Task requirements =
Should a line below contain the word "shirt", report it.
Data: Begin
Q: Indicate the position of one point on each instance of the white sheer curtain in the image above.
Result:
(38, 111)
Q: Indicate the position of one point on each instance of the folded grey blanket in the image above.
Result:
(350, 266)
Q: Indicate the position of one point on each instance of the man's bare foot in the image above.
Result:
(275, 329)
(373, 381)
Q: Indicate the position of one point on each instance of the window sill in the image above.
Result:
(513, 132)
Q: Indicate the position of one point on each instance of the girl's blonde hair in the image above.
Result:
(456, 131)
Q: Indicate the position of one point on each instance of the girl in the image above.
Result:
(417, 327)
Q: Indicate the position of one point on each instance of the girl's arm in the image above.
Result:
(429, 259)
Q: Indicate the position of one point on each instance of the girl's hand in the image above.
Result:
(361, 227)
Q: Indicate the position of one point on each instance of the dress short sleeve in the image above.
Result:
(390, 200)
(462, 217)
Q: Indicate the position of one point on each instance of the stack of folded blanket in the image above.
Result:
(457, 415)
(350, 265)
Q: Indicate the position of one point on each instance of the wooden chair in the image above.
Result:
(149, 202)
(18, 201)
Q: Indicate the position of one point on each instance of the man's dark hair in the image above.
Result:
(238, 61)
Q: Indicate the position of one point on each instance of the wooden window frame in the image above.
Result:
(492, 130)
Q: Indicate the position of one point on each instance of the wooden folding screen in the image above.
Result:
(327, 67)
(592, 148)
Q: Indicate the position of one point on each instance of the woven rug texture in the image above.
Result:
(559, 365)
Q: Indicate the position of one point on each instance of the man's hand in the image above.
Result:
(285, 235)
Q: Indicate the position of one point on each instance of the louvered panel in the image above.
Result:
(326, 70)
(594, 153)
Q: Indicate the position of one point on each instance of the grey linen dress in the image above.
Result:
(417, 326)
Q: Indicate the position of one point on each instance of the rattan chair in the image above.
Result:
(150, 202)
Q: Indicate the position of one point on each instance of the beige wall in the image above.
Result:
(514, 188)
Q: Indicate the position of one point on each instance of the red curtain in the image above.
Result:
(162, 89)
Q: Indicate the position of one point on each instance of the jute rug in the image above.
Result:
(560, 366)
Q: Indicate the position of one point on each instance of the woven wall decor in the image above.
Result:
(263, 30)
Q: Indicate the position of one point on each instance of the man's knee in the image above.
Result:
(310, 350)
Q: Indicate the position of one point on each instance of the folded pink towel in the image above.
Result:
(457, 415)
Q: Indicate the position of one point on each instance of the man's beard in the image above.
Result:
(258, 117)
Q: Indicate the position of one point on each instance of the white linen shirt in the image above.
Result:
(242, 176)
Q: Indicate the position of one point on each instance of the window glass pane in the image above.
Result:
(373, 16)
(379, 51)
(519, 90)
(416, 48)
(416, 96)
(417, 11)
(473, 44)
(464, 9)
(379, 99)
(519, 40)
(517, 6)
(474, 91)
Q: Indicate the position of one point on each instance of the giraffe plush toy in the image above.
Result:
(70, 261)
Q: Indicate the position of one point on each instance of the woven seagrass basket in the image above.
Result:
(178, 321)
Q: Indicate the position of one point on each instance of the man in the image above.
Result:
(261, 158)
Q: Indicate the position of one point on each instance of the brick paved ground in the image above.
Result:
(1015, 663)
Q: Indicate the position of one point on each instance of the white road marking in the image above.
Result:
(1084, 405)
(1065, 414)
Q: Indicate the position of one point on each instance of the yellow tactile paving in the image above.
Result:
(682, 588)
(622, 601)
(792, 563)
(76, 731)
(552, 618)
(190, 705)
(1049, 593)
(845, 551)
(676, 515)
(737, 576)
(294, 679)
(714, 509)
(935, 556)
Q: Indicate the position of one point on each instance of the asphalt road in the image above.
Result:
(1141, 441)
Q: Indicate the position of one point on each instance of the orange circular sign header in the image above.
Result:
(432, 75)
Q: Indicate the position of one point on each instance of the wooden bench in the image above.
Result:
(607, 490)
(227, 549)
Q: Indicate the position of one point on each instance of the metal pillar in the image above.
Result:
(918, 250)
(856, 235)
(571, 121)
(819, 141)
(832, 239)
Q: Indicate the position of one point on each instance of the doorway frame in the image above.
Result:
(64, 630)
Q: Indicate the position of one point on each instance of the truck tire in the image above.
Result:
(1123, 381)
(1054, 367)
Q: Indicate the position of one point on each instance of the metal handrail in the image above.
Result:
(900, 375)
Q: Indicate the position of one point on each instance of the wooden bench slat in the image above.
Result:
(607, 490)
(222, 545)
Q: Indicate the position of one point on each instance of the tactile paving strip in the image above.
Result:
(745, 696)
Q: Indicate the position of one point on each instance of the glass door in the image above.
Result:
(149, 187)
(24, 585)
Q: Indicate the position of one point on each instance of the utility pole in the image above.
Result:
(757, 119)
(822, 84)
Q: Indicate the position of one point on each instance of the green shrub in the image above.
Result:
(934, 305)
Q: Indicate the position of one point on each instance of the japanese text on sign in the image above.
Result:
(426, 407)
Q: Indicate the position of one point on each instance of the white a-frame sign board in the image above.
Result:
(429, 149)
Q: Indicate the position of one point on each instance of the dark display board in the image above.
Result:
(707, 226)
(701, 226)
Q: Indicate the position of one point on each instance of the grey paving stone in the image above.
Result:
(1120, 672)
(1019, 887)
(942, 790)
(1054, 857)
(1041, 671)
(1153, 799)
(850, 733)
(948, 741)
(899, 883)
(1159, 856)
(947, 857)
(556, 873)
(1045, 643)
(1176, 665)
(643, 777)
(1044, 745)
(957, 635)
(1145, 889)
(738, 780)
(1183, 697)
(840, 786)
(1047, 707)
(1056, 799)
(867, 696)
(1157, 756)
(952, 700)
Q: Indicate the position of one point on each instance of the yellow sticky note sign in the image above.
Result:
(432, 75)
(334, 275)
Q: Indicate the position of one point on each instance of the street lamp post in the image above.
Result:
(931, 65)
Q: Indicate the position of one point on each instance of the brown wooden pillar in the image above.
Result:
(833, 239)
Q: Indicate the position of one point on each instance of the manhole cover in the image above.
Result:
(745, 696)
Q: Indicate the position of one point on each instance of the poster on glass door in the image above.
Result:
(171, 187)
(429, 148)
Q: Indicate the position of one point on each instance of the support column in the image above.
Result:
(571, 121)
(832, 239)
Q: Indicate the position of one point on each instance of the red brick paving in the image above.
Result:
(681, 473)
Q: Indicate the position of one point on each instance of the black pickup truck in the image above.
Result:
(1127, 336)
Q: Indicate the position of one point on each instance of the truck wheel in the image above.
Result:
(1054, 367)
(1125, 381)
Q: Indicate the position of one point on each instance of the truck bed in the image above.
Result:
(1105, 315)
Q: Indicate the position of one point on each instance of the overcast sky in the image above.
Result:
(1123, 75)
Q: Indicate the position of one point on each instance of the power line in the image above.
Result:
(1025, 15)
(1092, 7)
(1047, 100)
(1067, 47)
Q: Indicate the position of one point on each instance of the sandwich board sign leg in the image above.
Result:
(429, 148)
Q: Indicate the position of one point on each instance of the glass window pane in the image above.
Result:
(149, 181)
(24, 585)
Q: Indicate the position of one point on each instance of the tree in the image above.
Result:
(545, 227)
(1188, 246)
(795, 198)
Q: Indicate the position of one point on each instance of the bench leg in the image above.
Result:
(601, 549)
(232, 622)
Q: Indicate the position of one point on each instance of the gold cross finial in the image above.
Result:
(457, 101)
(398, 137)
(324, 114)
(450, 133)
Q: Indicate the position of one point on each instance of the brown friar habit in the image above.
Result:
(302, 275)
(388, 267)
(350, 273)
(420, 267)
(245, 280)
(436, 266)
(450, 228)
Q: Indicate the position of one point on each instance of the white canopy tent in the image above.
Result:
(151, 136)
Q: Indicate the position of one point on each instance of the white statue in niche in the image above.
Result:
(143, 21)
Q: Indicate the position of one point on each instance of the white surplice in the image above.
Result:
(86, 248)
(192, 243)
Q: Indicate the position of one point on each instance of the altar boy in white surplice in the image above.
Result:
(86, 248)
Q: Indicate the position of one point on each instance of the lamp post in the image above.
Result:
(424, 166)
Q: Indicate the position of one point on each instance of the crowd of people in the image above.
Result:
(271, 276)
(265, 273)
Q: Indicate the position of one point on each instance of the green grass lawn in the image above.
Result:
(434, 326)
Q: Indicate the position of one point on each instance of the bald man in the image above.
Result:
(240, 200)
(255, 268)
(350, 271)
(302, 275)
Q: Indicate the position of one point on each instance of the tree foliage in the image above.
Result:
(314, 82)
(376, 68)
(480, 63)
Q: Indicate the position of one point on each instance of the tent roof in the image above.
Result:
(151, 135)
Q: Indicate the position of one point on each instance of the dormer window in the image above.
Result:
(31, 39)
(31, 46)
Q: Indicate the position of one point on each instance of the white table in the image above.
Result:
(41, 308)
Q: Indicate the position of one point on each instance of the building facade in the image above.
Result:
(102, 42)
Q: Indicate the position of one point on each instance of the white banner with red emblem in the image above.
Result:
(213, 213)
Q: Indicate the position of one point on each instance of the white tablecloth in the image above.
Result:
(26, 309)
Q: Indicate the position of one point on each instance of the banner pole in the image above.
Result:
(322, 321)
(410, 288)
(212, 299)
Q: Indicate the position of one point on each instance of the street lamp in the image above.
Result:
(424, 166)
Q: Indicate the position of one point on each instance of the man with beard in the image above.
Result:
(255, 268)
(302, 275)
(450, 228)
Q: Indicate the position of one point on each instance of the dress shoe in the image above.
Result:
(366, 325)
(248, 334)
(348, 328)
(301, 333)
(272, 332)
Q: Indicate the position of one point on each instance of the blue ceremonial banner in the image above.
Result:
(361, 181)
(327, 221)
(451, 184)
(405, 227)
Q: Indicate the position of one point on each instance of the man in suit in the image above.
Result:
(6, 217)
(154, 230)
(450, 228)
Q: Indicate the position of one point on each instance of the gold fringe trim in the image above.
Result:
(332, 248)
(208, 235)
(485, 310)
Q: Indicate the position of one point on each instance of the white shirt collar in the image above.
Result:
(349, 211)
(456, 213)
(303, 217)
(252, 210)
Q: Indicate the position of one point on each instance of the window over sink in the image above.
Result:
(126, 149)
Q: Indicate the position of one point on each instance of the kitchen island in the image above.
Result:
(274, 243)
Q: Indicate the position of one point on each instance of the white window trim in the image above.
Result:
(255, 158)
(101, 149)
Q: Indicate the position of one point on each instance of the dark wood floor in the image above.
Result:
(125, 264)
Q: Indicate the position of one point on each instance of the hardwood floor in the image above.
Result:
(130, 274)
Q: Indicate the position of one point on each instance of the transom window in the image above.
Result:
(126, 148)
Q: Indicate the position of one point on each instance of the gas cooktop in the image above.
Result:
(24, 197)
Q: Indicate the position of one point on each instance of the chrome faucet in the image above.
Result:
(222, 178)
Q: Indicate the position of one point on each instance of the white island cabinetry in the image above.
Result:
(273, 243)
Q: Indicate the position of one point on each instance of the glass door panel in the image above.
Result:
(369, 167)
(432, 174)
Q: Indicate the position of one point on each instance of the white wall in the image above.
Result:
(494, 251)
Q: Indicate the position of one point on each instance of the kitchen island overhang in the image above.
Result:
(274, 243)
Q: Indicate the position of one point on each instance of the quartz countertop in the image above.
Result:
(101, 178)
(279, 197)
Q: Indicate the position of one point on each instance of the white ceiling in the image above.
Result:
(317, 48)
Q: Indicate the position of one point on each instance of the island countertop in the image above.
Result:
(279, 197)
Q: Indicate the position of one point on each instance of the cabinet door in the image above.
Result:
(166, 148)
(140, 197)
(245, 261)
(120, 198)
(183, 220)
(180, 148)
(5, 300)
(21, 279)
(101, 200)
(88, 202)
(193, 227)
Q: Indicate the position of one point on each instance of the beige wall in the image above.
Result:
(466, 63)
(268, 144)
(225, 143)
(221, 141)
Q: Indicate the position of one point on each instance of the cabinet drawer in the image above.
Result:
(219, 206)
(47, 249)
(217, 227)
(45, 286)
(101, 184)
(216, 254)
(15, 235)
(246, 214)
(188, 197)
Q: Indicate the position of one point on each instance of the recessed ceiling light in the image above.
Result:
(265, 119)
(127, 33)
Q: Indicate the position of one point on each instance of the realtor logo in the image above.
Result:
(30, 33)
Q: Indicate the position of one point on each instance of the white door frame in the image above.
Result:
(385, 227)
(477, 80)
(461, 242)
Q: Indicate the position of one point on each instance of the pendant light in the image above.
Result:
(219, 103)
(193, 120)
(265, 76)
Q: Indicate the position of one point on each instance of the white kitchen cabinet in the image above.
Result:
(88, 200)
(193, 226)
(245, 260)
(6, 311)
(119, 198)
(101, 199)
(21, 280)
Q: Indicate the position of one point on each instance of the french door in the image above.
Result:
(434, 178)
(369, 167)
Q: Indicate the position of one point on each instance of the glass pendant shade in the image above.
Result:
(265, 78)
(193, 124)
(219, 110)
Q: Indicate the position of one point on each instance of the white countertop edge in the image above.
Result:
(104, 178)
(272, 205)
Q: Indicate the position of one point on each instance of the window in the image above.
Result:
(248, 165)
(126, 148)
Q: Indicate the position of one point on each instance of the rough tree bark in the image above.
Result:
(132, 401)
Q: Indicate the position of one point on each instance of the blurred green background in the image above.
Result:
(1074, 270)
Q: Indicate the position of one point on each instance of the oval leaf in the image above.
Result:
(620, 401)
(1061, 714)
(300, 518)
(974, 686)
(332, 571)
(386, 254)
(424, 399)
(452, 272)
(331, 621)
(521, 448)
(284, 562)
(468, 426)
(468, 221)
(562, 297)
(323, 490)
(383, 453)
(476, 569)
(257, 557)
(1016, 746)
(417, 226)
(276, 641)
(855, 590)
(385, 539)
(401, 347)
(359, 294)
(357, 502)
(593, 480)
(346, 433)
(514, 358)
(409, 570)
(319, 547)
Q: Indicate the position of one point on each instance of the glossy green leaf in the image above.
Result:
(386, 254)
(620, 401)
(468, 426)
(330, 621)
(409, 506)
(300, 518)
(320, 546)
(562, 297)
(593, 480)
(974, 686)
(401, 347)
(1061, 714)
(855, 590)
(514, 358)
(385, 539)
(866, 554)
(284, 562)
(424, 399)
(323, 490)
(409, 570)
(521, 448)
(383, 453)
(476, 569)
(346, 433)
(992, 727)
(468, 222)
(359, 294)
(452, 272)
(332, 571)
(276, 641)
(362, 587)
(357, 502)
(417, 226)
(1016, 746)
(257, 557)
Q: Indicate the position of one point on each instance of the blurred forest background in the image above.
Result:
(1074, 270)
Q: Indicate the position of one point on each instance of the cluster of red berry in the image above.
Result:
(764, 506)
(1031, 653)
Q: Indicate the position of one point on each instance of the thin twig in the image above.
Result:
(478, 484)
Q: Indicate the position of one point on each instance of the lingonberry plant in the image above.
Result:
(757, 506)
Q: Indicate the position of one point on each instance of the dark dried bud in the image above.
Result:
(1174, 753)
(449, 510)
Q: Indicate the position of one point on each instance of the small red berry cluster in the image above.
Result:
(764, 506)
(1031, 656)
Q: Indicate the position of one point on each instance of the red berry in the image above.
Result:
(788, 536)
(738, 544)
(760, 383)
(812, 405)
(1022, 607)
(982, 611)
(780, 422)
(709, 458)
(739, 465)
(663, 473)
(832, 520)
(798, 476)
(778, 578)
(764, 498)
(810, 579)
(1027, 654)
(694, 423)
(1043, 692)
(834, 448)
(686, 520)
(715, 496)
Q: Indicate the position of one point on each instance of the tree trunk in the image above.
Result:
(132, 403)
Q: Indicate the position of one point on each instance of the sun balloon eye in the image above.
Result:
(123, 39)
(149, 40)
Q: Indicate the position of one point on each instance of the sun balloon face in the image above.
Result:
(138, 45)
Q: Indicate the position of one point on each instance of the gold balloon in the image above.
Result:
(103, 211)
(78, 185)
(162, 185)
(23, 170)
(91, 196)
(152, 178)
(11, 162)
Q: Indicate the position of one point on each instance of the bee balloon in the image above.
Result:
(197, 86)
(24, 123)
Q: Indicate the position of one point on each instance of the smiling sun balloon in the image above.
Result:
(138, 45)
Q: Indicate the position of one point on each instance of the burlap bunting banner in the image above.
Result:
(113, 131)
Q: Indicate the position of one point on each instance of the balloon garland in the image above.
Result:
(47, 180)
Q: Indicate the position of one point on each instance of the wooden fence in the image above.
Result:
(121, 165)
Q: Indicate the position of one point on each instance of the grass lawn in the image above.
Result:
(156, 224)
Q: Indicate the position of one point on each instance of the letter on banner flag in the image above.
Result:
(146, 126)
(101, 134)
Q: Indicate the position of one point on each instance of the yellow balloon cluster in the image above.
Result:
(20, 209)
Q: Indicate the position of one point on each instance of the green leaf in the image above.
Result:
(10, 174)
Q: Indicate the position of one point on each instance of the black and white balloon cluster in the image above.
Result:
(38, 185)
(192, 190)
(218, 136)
Data: End
Solution for this exercise =
Q: Indicate the position of one point on each instance of the white linen shirt in the image above.
Q: Indicate the position of one point on each instance of the white shirt collar in the image above.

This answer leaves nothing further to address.